-- Stated task --
Rewrite every line of the data below as a numbered list, leaving out any blank lines.

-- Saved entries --
####

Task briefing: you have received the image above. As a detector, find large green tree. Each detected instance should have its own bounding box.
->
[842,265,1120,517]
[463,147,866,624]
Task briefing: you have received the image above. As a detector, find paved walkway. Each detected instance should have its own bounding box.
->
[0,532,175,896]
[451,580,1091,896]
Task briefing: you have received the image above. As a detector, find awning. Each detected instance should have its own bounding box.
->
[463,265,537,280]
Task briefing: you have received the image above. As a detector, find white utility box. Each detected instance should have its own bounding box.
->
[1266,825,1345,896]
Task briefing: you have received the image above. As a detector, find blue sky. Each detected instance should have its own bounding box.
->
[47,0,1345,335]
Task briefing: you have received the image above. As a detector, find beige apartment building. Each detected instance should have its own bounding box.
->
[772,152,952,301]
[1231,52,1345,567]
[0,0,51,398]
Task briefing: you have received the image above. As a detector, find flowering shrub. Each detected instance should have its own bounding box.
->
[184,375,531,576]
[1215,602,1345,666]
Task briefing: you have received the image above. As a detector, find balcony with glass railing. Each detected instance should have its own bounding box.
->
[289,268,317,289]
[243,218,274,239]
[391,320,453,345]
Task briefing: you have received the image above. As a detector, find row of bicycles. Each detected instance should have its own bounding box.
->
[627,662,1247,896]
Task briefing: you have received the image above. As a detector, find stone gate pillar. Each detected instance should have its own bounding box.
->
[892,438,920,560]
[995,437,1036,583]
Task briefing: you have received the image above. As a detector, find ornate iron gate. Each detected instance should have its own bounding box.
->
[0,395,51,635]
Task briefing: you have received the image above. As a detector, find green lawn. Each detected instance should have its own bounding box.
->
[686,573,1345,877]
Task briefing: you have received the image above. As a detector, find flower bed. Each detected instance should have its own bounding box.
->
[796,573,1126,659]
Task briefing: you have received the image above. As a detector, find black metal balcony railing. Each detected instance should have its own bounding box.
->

####

-- Finished task --
1. Task briefing: you have received the image above. As a detector, find large green tree. Each detected instance should have its own bounding box.
2. ->
3. [842,265,1120,517]
4. [463,147,866,624]
5. Task briefing: you have received the image above. As a detector, find paved walkway. Each detected instance should have its own bounding box.
6. ->
7. [0,532,175,896]
8. [451,580,1091,896]
9. Task briefing: you have received the image above. As a detector, find awning. Each detected instance should have its own bounding box.
10. ->
11. [463,265,537,280]
12. Task briefing: you have received the image above. As a detector, find white utility box. Each detected instance should have its own bounding box.
13. ->
14. [1266,825,1345,896]
15. Task briefing: you have received the image above. As a detector, find blue sky. Each detected instance should have its own bounding box.
16. ->
17. [47,0,1345,335]
18. Task briefing: you have received the image above. As a detector, find beige apartment building. Each detected instance should have its own bounding box.
19. ->
20. [772,152,952,301]
21. [1231,52,1345,567]
22. [0,0,51,398]
23. Task briefing: you have received the image above. As a detector, find flowering shrub. Each detected instance should have its own bounding box.
24. ->
25. [184,375,531,576]
26. [1215,602,1345,666]
27. Task briefing: you have received the image above. As a detector, find balcony with glass railing. Each detected instance should have its own bounding box.
28. ->
29. [289,268,317,289]
30. [243,218,274,239]
31. [391,320,453,345]
32. Task briefing: you have received the image above. As a detector, find row of bicycles. Each detected instance should have its own bounding box.
33. ->
34. [627,662,1247,896]
35. Task briefing: you have received the image above. As a detector, find stone gate pillar. Each detected instance should have its own bounding box.
36. ->
37. [892,438,920,560]
38. [995,437,1036,583]
39. Task briefing: you have received the image above. As a detector, find ornate iron gate. Each detected instance should have its own bounding box.
40. ->
41. [0,395,51,635]
42. Task briefing: you have received the image above. As a detector, find green lawn. Each detected instance should have its own bounding box.
43. ->
44. [686,573,1345,877]
45. Task briefing: you have received the image above. As a detector, find flower bed. Each detected instance should have its own bounding box.
46. ->
47. [796,573,1126,659]
48. Task briefing: you have received the image above. As a detector, find black metal balcony railing. Each detected instance should have its own bounding box.
49. ->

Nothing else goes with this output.